■ **DOCUMENT EXCERPT**:
Alastair Willis talks to the Lexington Philharmonic audience about Beethoven and the weather before Friday night's concert. Photo by Rich Copley | LexGo.
Alastair Willis looked at the group assembled in the Presidents Room of the Singletary Center for the Arts, and for a moment, he looked like he might have no idea what to say to the people.
Then, pre-concert chat moderator Joe Tackett asked him to tell the audience about himself.
“I always got the report cards that said, ‘He could be good, if he practiced,’” Willis, the ninth candidate to succeed George Zack as music director of the Lexington Philharmonic, said to knowing laughter.
And he was off, delivering one of the most relaxed, entertaining, and simultaneously insightful pre-show gab session of the conductor search. He told the crowd about his days in the Bristol University Music Society (you do the acronym), his big sister Sarah who plays French Horn in the Berlin Philharmonic, and even parried with Tacket over the infamous bass concerto question longer than any other candidate — he could program all six bass concertos Tackett deems worthwhile in one season . . . could.
But the Seattle man — via Cincinnati, via Houston, via England, via Russia, etc. — wasn’t all droll humor, as he thoughtfully considered questions like the roll of the orchestra in a community: “There’s not one set answer for what the role of an orchestra in a community is, because the community determines that.”
Onstage in the Singletary Center concert hall, Willis opened the concert telling the audience Beethoven’s Symphony No. 6, which was on the program, contained, “all the weather conditions you have recently had here.” Introducing Osvaldo Golijov’s Last Round, he noted that Golijov has been called the “Beethoven of this generation,” and reminded the crowd that Beethoven was once a contemporary composer.

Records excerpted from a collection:
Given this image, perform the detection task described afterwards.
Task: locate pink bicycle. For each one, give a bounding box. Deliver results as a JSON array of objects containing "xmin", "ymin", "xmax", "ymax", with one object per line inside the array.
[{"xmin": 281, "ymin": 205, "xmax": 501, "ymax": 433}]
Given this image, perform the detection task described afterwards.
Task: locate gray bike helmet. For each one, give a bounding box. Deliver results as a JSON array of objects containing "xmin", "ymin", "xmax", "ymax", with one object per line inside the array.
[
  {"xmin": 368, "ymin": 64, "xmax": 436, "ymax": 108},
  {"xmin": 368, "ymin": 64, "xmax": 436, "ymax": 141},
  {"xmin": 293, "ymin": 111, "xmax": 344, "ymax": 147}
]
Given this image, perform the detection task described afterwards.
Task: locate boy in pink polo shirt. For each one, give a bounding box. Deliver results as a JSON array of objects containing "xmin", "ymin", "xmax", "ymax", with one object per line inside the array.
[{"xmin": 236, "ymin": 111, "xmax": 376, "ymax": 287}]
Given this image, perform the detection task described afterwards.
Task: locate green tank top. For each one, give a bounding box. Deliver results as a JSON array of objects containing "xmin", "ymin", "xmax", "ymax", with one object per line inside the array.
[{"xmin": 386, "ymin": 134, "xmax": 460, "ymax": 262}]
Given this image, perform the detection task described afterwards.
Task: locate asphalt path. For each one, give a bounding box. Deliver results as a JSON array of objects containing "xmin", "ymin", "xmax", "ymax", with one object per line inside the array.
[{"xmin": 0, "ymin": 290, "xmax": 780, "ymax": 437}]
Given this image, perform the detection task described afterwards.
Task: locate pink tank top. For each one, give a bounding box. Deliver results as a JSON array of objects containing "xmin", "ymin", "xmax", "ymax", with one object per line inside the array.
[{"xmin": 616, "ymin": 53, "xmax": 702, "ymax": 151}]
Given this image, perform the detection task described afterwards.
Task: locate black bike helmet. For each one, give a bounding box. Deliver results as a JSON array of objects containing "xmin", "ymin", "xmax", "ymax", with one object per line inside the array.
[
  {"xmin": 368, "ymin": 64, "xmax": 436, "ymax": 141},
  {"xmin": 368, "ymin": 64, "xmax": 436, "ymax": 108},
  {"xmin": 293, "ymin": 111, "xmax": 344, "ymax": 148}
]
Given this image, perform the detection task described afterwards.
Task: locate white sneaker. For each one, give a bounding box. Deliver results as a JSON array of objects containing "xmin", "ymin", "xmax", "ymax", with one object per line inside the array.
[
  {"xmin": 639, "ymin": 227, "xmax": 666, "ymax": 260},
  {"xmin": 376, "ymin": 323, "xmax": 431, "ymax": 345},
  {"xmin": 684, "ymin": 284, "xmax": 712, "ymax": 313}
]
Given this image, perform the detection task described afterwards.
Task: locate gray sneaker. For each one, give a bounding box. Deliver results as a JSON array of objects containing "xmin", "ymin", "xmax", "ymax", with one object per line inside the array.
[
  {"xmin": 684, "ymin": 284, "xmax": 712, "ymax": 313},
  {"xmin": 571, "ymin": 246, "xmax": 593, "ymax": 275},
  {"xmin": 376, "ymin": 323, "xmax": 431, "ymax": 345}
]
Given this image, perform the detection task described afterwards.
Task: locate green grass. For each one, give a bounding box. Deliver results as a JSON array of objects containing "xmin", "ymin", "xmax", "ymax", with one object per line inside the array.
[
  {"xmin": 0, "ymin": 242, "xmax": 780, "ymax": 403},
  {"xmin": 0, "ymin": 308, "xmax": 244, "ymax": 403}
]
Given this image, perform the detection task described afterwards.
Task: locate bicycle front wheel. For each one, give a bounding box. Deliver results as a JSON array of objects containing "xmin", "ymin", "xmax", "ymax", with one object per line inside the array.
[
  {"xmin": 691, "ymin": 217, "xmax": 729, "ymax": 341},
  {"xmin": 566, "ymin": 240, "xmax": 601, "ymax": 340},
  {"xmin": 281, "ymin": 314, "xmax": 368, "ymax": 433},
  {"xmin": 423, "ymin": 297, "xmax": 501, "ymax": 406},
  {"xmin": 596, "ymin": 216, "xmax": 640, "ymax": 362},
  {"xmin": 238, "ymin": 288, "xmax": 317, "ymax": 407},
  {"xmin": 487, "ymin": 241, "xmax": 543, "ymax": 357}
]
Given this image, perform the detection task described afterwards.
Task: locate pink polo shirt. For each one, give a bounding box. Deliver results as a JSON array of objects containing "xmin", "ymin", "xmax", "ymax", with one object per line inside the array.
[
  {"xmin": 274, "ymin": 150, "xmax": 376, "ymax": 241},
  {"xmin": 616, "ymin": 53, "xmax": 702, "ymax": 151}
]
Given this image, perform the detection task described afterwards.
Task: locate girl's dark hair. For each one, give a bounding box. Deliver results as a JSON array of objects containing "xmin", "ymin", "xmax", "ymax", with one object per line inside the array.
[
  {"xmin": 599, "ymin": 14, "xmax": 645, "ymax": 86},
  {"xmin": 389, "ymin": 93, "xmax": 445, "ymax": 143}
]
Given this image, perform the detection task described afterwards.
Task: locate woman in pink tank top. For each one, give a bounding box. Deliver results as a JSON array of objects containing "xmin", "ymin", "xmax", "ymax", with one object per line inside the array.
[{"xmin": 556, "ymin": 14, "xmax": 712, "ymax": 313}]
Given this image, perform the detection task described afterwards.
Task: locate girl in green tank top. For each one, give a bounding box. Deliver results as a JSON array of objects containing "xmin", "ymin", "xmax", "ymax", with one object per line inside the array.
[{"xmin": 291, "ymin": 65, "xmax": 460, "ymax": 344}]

■ **WHAT YOU WILL DO**:
- a) Please transcribe the passage from the Alastair Willis article above, from "Onstage in the" to "a contemporary composer.".
- b) According to the Alastair Willis article, what instrument does his sister Sarah play, and in which orchestra?

■ **ANSWERS TO THE EXERCISE**:
- a)
Onstage in the Singletary Center concert hall, Willis opened the concert telling the audience Beethoven’s Symphony No. 6, which was on the program, contained, “all the weather conditions you have recently had here.” Introducing Osvaldo Golijov’s Last Round, he noted that Golijov has been called the “Beethoven of this generation,” and reminded the crowd that Beethoven was once a contemporary composer.

- b) She plays French horn in the Berlin Philharmonic.